● EXERCISE DIRECTIONS
Please reproduce the part of the father-and-son passage that begins at the words "There was one" and stops after "interest to you.".

But still, during my teen years, on the odd occasion when I did smoke, rather than taking my cues from Humphrey Bogart or Danny Zuko, gritting the butt between my teeth like I meant business and ashing often with forceful, deliberate taps, I chose to smoke like David Bowie circa 1972, allowing my cigarette to hang limply from my lips, pretending to be too whacked out on goof balls to care that my ash was six inches long.

My obsession with David Bowie, a languidly, androgynous glam rocker, wasn't something that troubled my father so much as it simply wasn't anything he could understand. My father preferred singers like Joe Cocker, men who deliver their lyrics as though painfully screaming them from a locked toilet stall. In his day, liking someone like David Bowie would have been the domain of degenerate officers in black and white movies about Nazis.

But to this day, whenever I'm over at my parents and Bowie's on Entertainment Tonight, my father will call me over and say, your pal's on TV. And we will both sit there in silence watching David Bowie, both of us wondering what the other one could possibly be thinking.

The thing is, my father is much more forthright when it comes to letting my friends know what he's thinking. With my friends, he is forthright on a great many subjects.

Jonathan Goldstein

If we're downtown, and we're hanging around with one of my friends like, say, Howard, you'll be more inclined to point out a good-looking woman, or something like that, in a way that you probably wouldn't do with me as much.

Buzz Goldstein

Yeah. I guess I'd feel more comfortable because you're my son. You know, these are things that you don't do with your son. But I've pointed out good-looking women with you, Johnny. I've walked with you. I mean, look, I've got eyes in my head. My father did it with me. He'd look at a woman and say, "Oh boy, va-va-voom!"

Jonathan Goldstein

There was one time I remember, where we were walking through, I think it was a parking lot. And I was, maybe, about 18, 19. And we were passing by this other young woman. And you turned to me. And you noticed that that woman looked at me, and you said, "You see that woman over there? I could tell that you could make her."

Buzz Goldstein

Yeah.

Jonathan Goldstein

And then you said, "You see, I could tell these things. You can't tell these kind of things because you're more into books."

Buzz Goldstein

You were more preoccupied, yeah. You were more preoccupied. These weren't the things that were of the greatest interest to you.

Jonathan Goldstein

And so you thought maybe I would miss something like that?

Stored data:
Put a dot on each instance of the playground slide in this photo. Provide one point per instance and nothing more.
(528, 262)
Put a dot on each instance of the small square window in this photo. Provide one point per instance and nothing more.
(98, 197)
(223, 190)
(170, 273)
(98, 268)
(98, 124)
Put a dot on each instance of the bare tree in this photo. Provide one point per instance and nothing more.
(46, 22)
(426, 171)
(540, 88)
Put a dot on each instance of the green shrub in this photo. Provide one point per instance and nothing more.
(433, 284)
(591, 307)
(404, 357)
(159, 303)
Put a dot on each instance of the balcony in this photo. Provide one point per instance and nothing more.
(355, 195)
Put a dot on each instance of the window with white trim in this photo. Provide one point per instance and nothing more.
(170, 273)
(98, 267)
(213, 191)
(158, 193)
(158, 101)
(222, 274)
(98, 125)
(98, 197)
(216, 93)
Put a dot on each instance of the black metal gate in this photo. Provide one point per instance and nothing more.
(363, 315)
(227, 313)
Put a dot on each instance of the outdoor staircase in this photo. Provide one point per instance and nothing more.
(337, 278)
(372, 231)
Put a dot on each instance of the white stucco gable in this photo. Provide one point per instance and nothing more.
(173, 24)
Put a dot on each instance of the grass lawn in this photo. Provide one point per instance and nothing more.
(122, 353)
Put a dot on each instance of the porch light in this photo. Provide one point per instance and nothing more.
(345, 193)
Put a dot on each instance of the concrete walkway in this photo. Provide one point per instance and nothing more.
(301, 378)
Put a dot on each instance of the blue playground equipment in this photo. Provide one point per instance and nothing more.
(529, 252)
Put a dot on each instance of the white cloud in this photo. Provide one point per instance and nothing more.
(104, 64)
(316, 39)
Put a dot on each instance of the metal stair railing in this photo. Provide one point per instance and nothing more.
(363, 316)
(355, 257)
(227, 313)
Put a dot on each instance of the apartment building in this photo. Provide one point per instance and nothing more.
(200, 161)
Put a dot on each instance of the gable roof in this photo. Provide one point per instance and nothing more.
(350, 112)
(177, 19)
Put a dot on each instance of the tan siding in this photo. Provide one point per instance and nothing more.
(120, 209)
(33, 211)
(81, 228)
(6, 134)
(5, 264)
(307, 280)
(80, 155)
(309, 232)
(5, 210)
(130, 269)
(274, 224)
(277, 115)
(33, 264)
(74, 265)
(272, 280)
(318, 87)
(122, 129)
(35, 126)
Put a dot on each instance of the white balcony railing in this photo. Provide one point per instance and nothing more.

● TASK RESPONSE
There was one time I remember, where we were walking through, I think it was a parking lot. And I was, maybe, about 18, 19. And we were passing by this other young woman. And you turned to me. And you noticed that that woman looked at me, and you said, "You see that woman over there? I could tell that you could make her."

Buzz Goldstein

Yeah.

Jonathan Goldstein

And then you said, "You see, I could tell these things. You can't tell these kind of things because you're more into books."

Buzz Goldstein

You were more preoccupied, yeah. You were more preoccupied. These weren't the things that were of the greatest interest to you.